What is needed is an exact copy of the entries below, from the line that contains "the car windshield" through the final line, both included, and nothing else.

## Input:
════════════════

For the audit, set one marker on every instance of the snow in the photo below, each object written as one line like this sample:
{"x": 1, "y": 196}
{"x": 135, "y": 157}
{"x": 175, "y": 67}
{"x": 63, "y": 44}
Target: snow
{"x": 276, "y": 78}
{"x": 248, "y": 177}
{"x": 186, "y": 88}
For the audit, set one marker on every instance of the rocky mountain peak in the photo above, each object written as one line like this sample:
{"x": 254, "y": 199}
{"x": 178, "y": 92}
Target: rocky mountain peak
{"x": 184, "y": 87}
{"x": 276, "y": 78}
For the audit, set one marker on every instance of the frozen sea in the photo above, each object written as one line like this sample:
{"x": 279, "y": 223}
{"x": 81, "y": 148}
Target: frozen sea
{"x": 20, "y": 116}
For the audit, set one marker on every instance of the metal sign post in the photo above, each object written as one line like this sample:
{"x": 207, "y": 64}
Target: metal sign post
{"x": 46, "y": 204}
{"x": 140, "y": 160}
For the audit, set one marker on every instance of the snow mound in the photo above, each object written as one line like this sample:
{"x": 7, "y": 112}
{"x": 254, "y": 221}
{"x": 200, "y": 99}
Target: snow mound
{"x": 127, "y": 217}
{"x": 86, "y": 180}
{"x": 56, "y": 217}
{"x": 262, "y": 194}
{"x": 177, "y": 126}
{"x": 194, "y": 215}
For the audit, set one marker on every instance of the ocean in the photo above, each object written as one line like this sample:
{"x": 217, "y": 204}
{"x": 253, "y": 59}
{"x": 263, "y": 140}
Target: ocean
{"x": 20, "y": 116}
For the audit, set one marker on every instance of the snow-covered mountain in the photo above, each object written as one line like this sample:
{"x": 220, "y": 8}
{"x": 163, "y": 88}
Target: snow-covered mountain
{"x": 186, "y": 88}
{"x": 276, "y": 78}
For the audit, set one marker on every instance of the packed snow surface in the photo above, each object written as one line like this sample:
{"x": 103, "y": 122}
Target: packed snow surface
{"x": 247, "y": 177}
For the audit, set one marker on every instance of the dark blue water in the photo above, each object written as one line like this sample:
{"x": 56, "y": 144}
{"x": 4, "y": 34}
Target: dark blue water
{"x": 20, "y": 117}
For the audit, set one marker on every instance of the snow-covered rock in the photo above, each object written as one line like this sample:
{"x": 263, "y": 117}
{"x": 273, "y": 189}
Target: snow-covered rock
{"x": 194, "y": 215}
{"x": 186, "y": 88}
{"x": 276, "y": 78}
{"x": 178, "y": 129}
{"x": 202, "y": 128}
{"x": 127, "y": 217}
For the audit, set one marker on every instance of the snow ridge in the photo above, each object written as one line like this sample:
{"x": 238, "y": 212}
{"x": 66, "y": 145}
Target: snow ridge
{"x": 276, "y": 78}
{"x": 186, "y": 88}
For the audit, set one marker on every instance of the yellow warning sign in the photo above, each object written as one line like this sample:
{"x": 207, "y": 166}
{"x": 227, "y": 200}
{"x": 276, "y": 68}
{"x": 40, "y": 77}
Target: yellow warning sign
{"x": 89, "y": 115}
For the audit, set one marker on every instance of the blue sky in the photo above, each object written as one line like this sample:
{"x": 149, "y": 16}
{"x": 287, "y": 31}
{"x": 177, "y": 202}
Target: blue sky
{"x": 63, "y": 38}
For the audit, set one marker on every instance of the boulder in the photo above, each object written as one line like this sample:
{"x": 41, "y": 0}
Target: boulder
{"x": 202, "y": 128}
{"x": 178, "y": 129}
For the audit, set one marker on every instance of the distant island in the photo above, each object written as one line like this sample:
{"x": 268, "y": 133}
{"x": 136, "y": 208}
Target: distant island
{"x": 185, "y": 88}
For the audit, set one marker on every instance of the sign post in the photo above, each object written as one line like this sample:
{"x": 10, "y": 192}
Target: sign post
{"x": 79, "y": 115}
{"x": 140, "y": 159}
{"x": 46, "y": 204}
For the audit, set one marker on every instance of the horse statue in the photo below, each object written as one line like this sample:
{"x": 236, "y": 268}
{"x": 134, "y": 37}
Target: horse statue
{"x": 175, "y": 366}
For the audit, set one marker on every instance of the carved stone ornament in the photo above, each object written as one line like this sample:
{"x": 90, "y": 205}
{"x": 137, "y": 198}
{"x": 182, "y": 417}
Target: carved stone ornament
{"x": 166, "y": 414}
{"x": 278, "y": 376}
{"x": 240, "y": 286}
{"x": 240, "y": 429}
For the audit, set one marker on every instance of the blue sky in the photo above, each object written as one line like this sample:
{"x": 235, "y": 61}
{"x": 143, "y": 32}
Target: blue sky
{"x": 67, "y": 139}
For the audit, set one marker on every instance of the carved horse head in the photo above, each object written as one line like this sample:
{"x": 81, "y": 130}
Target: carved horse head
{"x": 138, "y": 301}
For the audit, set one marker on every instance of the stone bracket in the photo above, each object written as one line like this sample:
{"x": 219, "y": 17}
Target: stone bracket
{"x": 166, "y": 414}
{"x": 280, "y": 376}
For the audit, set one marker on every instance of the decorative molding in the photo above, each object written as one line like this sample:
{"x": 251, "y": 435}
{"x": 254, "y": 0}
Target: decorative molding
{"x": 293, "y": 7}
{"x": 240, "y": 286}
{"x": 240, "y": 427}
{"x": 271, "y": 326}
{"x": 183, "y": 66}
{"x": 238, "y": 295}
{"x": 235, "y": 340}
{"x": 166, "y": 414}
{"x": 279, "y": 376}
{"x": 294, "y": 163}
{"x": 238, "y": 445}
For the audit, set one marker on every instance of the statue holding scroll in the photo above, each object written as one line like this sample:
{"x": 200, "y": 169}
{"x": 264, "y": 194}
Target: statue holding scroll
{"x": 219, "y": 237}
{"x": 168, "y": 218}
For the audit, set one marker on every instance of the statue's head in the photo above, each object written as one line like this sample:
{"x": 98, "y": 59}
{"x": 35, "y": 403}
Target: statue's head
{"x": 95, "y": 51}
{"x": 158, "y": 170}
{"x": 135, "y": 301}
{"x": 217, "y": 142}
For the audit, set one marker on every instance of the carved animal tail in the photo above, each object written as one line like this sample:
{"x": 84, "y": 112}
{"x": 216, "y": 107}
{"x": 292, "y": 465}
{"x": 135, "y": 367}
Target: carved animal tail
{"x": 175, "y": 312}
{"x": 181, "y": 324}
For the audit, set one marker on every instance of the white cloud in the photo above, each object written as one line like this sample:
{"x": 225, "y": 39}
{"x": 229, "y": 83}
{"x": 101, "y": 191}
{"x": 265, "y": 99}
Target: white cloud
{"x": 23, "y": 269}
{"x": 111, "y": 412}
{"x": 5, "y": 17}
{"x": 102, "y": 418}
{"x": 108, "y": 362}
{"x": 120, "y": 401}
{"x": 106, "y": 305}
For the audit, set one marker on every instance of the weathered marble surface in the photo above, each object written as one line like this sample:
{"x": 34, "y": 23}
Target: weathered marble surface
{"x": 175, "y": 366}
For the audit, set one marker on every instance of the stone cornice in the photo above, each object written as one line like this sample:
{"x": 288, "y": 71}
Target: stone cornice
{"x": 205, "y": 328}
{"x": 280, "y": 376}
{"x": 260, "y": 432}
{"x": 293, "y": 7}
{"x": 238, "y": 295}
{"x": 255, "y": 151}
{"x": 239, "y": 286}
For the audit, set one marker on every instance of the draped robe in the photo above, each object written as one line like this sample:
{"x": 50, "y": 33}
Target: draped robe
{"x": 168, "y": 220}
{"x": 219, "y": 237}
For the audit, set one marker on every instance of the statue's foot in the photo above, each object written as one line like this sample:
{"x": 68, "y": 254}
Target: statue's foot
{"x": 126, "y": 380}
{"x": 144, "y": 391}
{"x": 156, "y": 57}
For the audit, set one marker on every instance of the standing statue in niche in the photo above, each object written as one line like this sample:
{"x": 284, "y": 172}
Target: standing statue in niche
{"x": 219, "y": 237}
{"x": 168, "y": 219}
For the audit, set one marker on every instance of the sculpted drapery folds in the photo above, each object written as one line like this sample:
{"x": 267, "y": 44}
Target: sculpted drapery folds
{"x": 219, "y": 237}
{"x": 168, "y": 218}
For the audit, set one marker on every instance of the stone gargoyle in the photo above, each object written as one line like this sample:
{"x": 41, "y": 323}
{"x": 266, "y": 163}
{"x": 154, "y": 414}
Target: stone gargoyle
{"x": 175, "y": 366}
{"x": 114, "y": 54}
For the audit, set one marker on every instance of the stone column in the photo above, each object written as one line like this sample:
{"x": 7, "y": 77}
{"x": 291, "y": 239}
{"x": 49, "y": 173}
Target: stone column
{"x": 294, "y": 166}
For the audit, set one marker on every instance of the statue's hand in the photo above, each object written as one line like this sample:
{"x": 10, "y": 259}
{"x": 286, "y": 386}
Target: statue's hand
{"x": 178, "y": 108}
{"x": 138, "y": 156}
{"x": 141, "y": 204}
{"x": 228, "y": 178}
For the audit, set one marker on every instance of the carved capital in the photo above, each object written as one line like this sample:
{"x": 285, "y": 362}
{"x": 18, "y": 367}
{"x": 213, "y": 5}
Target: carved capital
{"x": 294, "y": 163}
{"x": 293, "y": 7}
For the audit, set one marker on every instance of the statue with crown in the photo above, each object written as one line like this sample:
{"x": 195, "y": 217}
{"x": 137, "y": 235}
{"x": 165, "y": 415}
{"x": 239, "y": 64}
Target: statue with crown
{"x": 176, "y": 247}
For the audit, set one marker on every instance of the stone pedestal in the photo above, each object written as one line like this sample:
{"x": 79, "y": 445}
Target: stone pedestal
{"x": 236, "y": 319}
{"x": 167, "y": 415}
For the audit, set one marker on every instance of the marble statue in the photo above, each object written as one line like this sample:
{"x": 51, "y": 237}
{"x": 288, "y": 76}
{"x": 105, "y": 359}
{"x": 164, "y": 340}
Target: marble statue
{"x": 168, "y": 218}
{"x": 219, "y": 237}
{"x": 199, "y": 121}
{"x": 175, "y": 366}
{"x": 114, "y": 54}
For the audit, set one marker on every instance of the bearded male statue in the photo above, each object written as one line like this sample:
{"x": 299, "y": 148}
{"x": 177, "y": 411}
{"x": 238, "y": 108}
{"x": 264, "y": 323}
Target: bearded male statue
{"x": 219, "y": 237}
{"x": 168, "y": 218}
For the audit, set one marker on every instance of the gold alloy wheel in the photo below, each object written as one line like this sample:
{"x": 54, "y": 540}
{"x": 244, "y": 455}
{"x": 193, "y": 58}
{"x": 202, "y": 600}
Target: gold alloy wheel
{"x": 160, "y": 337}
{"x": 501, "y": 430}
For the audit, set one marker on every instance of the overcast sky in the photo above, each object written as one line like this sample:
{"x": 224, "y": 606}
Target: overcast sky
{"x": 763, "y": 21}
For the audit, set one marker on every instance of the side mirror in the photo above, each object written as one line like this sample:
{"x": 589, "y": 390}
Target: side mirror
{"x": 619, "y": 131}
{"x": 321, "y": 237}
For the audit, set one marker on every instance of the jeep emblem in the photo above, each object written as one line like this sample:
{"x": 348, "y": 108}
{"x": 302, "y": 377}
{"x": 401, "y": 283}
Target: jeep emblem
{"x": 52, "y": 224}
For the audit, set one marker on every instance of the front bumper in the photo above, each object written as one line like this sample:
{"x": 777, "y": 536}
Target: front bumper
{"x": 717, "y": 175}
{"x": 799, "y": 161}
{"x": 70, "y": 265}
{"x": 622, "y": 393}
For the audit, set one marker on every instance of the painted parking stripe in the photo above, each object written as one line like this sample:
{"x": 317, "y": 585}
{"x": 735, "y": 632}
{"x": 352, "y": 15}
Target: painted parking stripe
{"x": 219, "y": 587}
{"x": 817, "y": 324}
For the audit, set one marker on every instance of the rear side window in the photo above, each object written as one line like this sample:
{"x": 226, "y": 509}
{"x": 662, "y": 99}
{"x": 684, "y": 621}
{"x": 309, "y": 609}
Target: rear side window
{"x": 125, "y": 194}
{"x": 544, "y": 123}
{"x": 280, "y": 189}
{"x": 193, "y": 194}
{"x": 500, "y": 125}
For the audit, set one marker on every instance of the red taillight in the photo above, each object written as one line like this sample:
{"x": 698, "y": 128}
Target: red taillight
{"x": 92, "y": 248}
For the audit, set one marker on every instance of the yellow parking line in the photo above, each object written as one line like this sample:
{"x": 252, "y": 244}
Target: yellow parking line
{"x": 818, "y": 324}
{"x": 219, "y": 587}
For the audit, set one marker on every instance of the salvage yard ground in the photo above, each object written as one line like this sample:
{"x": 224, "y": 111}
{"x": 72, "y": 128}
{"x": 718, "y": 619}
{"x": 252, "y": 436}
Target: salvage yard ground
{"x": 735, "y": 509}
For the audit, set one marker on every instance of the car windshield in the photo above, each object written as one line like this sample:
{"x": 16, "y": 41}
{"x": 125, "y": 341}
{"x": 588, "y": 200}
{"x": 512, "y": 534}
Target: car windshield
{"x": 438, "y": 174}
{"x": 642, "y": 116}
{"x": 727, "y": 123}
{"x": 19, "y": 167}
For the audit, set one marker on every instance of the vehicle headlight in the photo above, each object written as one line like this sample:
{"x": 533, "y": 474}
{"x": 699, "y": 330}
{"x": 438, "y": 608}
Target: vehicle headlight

════════════════

## Answer for the task:
For the audit, set one marker on every instance of the car windshield in the photo above, each object written as one line like this sample:
{"x": 16, "y": 41}
{"x": 125, "y": 341}
{"x": 588, "y": 200}
{"x": 512, "y": 534}
Target: car windshield
{"x": 438, "y": 174}
{"x": 642, "y": 116}
{"x": 727, "y": 123}
{"x": 19, "y": 167}
For the audit, set one marker on every instance of the vehicle headlight in the photo above, each object written as one line like this sample:
{"x": 533, "y": 474}
{"x": 699, "y": 330}
{"x": 438, "y": 608}
Target: vehicle headlight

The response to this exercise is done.